== EXTRACTED TEXT
Yunis Aliyev (; born 9 October 1958 in Kyzylgadzhyly, Goranboy District, Azerbaijan SSR – 5 May 1992, Talysh) was the military serviceman of Azerbaijan Armed Forces, Chief Colonel and warrior during the Nagorno-Karabakh conflict.

Early life and education 
In 1973, Aliyev studied at Dash Kyzylgadzhyly village secondary school and then continued his secondary education at School No. 102 in Dalimammadli. In 1976, he was drafted to the Soviet Armed Forces and assigned to Tajikistan.

Personal life 
Aliyev was married and had two children.
====
Rewrite the Yunis Aliyev biography between "Yunis Aliyev (;" and "the Nagorno-Karabakh conflict.", inclusive, putting "soldier" in place of "warrior".
== RAW DATA
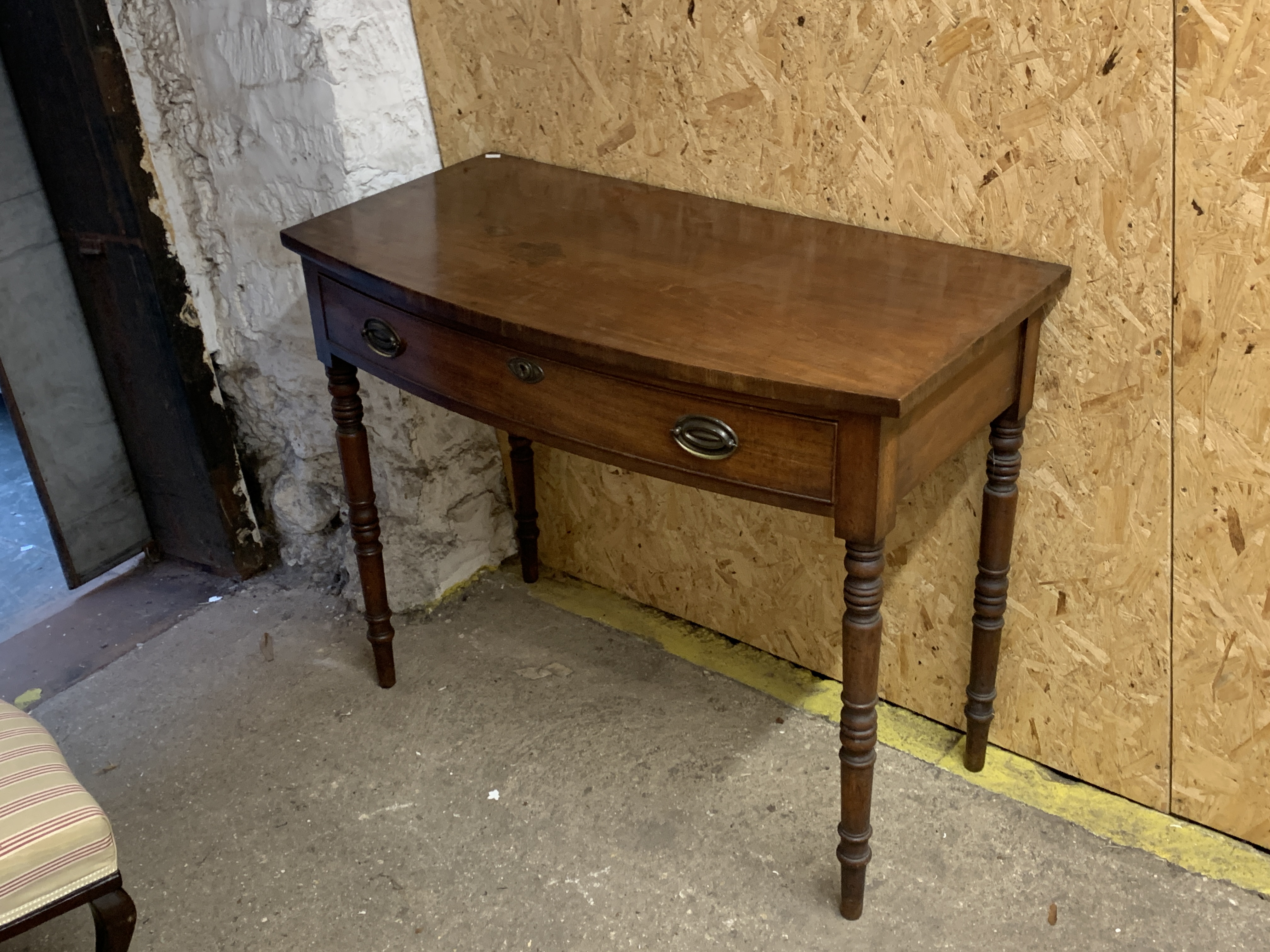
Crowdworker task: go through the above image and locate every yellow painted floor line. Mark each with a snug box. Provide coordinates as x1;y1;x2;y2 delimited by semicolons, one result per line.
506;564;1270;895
====
#### [COMPLETED TASK]
Yunis Aliyev (; born 9 October 1958 in Kyzylgadzhyly, Goranboy District, Azerbaijan SSR – 5 May 1992, Talysh) was the military serviceman of Azerbaijan Armed Forces, Chief Colonel and soldier during the Nagorno-Karabakh conflict.